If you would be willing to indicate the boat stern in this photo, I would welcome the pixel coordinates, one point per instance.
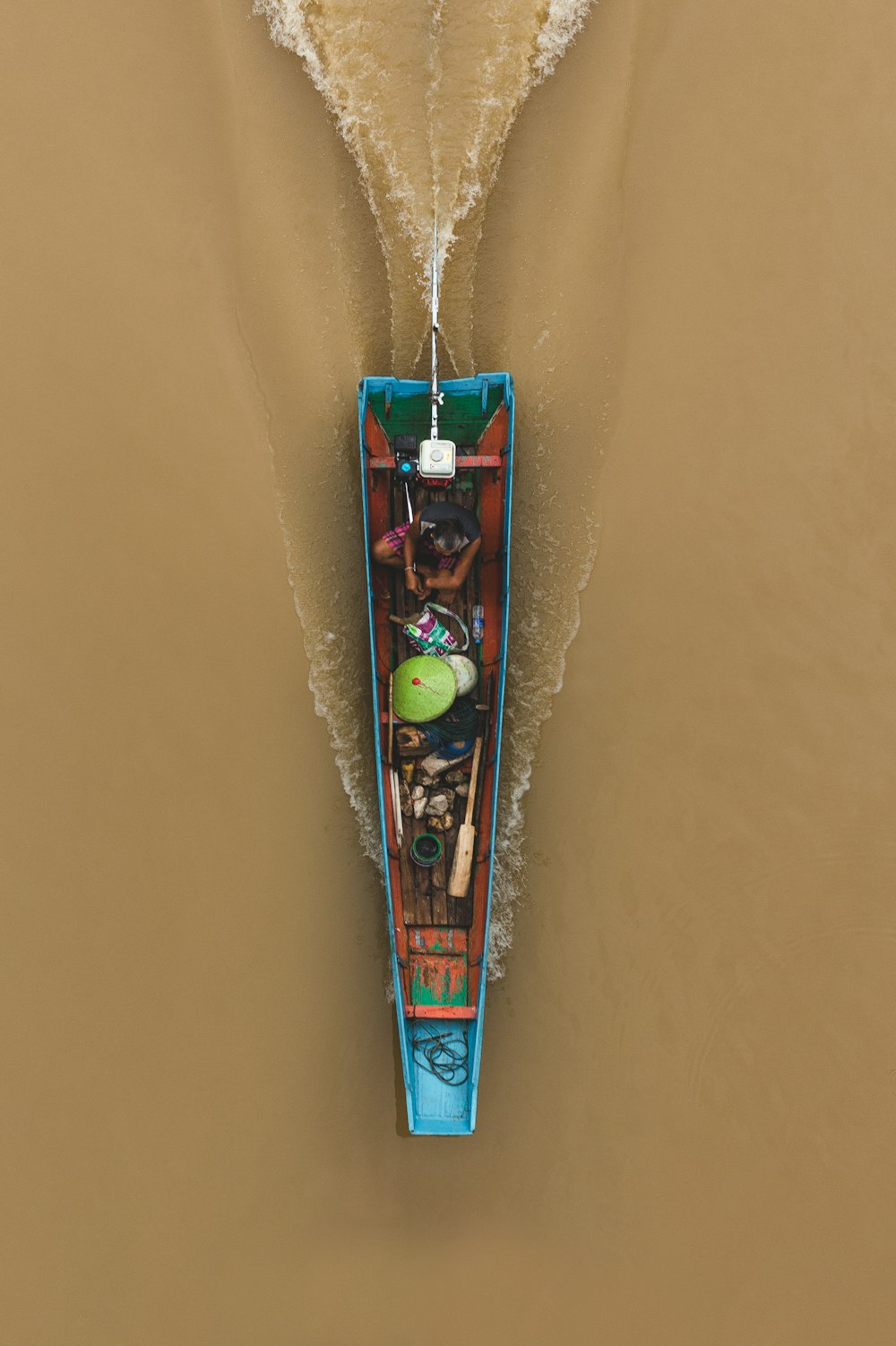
(442, 1093)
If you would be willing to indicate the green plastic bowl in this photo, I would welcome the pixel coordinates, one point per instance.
(423, 688)
(426, 850)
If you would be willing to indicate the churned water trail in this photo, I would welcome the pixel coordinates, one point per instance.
(426, 97)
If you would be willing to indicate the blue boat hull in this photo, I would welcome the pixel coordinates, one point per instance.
(439, 945)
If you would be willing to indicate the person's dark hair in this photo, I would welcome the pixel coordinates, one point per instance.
(448, 535)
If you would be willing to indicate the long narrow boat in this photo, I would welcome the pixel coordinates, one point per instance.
(439, 943)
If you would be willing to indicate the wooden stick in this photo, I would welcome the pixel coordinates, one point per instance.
(461, 867)
(391, 703)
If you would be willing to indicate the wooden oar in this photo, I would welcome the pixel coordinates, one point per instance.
(391, 718)
(461, 867)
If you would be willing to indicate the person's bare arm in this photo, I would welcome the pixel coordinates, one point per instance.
(412, 581)
(452, 581)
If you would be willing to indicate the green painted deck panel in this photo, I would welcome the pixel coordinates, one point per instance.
(439, 979)
(459, 418)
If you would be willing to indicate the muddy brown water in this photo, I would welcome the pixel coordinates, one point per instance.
(688, 1105)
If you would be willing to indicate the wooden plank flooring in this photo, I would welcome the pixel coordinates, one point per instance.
(426, 892)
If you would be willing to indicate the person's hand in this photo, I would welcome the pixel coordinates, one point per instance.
(415, 583)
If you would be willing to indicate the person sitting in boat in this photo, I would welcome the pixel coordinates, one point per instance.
(436, 549)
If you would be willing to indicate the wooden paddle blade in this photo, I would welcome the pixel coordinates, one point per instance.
(461, 867)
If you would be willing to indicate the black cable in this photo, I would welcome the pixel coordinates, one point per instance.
(444, 1056)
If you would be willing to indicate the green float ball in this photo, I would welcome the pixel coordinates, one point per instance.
(423, 688)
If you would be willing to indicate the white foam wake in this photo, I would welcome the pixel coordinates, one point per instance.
(424, 96)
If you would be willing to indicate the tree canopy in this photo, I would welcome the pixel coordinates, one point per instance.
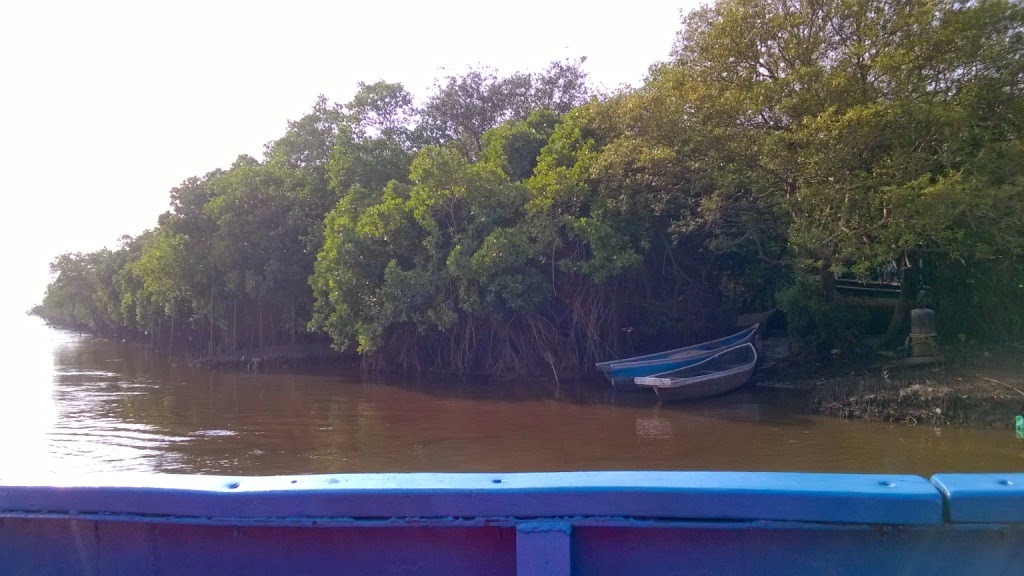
(508, 223)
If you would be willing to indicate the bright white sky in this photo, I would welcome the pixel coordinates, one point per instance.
(107, 105)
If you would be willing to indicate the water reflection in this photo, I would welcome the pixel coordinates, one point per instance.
(77, 404)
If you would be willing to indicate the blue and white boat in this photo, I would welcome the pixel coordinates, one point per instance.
(623, 372)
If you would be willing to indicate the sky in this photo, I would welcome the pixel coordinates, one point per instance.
(105, 106)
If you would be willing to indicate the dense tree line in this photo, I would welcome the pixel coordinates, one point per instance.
(510, 222)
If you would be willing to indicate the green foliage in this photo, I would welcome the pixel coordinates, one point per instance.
(511, 220)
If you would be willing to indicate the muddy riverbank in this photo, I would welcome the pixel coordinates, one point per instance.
(973, 388)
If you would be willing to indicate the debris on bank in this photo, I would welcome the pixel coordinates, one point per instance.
(935, 397)
(274, 358)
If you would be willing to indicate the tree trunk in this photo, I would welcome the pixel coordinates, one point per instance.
(907, 289)
(210, 353)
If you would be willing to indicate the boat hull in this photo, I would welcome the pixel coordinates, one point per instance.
(724, 371)
(651, 523)
(622, 373)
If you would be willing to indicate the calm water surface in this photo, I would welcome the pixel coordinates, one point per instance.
(73, 404)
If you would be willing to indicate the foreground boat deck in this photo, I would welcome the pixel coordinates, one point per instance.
(552, 524)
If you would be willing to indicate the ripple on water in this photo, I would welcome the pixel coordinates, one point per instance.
(213, 434)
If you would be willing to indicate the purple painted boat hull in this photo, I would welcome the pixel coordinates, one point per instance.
(652, 523)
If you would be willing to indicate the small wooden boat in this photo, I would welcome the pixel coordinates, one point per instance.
(722, 372)
(623, 373)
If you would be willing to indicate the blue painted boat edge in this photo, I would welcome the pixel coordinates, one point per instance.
(842, 498)
(982, 497)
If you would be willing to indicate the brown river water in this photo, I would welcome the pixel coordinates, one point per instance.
(72, 404)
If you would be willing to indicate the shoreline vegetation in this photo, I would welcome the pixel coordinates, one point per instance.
(841, 162)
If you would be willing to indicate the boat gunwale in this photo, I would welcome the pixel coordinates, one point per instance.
(684, 381)
(651, 359)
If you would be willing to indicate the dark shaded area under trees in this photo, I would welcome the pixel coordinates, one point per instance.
(508, 224)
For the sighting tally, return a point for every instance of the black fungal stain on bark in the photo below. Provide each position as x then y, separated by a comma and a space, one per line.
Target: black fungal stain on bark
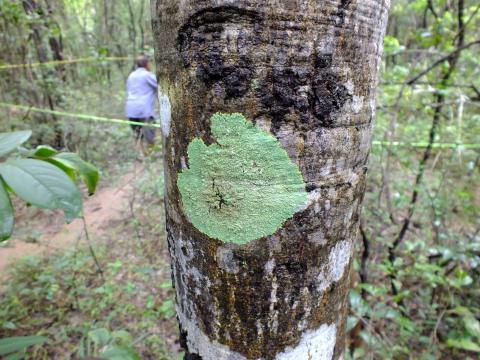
214, 40
223, 46
312, 92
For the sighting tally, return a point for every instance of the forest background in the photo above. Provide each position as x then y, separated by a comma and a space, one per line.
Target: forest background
416, 286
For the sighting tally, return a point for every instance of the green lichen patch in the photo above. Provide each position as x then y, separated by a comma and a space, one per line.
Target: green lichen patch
242, 187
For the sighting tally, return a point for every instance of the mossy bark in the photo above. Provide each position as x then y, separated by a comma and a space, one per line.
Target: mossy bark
306, 71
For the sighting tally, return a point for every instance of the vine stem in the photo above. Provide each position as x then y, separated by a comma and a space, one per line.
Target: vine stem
90, 248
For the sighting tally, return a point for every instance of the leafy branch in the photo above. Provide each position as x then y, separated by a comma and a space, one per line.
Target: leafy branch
43, 177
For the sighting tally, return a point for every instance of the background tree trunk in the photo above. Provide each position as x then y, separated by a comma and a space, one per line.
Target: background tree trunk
305, 71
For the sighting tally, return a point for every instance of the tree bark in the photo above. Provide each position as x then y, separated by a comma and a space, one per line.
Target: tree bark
306, 72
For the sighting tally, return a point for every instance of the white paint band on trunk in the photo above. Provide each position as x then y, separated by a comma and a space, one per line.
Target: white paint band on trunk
165, 112
315, 345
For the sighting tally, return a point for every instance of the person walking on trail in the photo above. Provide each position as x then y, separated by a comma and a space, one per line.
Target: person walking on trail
140, 103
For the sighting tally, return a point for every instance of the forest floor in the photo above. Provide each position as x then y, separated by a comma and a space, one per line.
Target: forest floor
107, 206
51, 284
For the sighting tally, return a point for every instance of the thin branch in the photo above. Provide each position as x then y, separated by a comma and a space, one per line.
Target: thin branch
447, 57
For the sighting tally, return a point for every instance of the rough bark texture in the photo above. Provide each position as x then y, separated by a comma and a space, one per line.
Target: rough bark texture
306, 71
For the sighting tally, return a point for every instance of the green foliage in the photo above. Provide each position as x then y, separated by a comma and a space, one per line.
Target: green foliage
44, 179
245, 182
116, 345
14, 347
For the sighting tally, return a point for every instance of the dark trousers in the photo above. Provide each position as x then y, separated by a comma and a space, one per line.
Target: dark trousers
144, 133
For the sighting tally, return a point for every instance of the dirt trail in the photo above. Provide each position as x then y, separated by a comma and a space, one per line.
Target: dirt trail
107, 205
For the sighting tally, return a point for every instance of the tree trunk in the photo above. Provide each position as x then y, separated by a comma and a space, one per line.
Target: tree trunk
304, 71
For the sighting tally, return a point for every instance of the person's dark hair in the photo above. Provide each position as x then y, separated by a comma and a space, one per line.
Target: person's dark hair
141, 61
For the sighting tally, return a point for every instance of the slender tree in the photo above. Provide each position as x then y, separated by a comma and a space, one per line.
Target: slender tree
263, 206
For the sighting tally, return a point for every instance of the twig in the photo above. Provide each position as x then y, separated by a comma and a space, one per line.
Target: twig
447, 57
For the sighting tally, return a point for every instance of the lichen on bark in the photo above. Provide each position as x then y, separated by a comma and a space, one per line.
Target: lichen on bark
243, 186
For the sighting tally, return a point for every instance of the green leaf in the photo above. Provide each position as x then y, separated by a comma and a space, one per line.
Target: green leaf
100, 337
11, 140
87, 171
13, 344
242, 187
120, 353
472, 325
465, 344
44, 185
6, 213
44, 151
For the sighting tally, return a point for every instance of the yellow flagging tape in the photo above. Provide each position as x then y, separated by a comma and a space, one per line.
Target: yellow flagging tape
62, 62
422, 144
78, 116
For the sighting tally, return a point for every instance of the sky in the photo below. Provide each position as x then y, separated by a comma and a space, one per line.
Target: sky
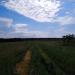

◆ **To do**
From the listing above, pull out every line that contains the word "branch", treating uppercase and lowercase as different.

◆ **Expected answer**
For the sighting tally, return a point for every instance of the leafy branch in the photo above. Provide each position as x then y, separated by a comma and a space, one per line.
Target: leafy branch
For the sighting tally, return a point for every instance of the thin branch in the photo above. Provide each position as x then y, separated by a comma and a space, one per line.
Target: thin branch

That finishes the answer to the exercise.